• Exercise objective
Below are entries; copy exactly the lines from the one with "Tag each instance of the door handle" through the one with "Tag each instance of the sink", both included, and leave out the rest.

(Dataset items)
___

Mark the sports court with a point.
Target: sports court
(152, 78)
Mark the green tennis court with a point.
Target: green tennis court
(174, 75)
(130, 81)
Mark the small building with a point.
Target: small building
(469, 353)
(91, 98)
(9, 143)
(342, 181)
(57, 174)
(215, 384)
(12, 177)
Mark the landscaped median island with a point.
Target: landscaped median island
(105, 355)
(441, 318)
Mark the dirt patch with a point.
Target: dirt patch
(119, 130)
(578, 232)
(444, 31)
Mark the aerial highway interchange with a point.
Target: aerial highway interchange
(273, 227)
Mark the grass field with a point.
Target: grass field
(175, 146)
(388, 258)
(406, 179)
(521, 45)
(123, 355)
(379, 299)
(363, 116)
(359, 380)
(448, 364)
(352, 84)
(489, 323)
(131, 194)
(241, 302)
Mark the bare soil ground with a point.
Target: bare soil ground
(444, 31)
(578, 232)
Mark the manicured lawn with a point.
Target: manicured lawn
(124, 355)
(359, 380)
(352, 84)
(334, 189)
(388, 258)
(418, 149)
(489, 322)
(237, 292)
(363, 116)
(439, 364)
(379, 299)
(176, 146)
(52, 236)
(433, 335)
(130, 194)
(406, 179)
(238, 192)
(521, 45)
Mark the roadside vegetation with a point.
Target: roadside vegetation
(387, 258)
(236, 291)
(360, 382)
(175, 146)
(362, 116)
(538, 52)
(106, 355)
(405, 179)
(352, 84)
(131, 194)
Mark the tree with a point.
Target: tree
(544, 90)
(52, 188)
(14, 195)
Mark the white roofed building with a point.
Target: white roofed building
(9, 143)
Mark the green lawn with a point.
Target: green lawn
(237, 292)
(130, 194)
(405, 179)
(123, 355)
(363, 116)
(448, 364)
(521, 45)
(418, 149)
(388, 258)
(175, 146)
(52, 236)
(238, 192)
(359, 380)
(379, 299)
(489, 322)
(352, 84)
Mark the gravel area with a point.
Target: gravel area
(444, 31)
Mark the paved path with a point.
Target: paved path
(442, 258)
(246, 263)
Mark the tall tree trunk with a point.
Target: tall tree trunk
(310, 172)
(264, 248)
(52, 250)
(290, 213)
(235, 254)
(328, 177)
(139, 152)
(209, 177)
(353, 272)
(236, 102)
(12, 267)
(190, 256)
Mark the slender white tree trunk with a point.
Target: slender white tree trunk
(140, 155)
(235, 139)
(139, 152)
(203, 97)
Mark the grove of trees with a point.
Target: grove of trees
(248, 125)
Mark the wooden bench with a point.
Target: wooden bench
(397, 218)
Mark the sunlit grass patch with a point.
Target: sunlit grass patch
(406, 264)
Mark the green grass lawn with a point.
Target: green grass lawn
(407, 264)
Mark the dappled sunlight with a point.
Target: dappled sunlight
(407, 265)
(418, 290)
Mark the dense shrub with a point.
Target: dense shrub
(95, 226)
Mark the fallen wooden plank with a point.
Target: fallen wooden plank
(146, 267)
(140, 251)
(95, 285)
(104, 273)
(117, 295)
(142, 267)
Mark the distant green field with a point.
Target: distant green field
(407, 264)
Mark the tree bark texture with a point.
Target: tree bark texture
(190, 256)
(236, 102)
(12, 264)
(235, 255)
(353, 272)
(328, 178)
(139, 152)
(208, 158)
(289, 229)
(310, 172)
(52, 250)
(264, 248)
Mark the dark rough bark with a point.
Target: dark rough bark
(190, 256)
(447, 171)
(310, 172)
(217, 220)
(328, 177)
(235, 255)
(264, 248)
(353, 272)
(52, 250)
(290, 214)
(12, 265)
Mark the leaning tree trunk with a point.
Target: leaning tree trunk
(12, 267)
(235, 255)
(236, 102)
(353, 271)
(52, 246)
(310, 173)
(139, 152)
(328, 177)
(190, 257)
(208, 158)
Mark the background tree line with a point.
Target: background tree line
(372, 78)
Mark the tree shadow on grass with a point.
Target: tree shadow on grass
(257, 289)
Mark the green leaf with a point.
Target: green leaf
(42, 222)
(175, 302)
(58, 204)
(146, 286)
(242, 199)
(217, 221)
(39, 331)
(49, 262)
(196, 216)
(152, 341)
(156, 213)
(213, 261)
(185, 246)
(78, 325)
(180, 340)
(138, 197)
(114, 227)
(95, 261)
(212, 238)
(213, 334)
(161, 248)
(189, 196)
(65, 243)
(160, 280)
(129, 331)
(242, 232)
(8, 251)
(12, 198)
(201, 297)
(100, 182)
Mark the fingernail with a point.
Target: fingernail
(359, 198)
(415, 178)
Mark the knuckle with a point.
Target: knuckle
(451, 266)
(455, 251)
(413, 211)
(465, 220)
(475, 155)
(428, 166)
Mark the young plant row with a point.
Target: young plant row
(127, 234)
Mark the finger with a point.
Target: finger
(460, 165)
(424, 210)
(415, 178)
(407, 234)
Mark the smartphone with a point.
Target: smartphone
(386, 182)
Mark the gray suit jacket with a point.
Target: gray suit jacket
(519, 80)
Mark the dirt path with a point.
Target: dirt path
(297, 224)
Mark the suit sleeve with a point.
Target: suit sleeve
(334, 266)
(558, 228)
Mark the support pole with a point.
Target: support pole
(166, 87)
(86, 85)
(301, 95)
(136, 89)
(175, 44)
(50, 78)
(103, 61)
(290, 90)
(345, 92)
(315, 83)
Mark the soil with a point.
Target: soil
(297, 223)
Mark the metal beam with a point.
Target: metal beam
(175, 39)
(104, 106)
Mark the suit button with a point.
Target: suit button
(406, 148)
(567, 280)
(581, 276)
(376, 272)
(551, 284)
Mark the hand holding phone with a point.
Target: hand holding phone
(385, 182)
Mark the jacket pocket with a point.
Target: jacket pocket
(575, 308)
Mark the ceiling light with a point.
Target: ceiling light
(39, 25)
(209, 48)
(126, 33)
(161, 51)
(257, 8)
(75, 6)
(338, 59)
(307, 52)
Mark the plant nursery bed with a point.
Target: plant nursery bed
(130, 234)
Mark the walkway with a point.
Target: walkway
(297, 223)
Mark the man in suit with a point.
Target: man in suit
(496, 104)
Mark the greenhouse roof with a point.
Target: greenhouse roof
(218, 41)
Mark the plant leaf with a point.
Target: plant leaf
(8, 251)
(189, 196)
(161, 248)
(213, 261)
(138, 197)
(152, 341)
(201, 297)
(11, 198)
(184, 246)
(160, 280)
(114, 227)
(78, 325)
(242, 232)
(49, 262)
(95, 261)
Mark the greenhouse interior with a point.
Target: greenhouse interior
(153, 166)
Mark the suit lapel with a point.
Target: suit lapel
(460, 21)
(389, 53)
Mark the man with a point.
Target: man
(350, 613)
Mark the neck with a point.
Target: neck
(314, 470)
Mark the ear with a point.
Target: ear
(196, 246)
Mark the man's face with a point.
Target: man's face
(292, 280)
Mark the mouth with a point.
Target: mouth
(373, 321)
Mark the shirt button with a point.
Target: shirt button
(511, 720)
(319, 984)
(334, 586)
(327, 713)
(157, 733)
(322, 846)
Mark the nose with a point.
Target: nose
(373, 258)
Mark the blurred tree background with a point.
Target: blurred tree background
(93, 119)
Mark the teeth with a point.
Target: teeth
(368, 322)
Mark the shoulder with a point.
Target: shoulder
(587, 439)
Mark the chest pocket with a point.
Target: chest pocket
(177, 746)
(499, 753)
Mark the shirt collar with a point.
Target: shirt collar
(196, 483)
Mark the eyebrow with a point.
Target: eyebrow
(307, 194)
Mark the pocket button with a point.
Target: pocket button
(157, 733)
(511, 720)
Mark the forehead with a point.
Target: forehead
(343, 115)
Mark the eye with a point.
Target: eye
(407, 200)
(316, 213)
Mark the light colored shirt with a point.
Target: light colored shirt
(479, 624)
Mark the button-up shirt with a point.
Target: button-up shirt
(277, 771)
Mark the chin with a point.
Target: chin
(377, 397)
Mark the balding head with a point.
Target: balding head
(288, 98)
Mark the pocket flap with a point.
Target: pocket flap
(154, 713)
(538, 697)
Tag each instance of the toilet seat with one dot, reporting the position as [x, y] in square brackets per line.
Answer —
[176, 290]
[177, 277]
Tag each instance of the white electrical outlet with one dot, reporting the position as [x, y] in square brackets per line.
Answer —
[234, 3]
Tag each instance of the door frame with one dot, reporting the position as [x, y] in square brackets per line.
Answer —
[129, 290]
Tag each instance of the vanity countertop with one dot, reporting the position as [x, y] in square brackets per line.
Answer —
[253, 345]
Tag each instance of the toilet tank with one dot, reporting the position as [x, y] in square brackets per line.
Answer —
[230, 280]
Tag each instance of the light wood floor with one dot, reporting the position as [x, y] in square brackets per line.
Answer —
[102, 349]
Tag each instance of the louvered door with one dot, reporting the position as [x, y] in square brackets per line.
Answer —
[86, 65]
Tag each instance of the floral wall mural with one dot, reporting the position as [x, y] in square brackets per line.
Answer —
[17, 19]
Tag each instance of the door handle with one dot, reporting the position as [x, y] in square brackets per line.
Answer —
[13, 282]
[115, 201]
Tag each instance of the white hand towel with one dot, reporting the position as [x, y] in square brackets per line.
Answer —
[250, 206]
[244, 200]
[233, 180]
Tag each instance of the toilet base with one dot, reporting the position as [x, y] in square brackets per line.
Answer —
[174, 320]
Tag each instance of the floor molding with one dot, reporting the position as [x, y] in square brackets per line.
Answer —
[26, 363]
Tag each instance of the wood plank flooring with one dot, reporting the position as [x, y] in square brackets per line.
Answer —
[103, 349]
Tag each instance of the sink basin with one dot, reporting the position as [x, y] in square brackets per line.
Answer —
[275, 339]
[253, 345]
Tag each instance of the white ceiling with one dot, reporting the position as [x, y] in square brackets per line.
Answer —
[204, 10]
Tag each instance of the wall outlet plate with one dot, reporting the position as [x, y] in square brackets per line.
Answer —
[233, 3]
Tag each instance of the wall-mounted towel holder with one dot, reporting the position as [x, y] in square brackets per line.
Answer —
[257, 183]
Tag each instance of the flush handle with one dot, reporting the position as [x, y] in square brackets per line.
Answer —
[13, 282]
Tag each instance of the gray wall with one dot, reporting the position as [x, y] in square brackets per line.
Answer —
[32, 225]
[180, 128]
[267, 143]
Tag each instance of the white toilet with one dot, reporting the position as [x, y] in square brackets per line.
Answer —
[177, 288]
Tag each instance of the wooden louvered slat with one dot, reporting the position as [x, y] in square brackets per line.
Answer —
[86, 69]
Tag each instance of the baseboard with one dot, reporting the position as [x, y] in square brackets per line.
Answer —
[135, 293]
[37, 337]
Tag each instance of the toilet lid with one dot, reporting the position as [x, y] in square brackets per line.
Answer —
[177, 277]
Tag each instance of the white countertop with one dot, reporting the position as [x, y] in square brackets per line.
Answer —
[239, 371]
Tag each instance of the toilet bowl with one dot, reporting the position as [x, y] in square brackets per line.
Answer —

___

• Exercise solution
Tag each instance of the door handle with one dot, reporting the position as [x, y] in square brackets per line.
Answer —
[13, 282]
[115, 201]
Tag each instance of the white hand towel with one dot, reporting the position as [x, y] in square brackets per line.
Answer —
[250, 206]
[244, 200]
[233, 180]
Tag each instance of the toilet base with one dot, reporting the position as [x, y] in square brackets per line.
Answer —
[174, 320]
Tag each instance of the floor molding with one dot, reporting the position as [x, y] in square brackets per line.
Answer —
[26, 363]
Tag each instance of the wood plank flooring with one dot, reporting the position as [x, y] in square brackets per line.
Answer —
[103, 349]
Tag each instance of the sink basin with one dot, reporting the position as [x, y] in square brackets per line.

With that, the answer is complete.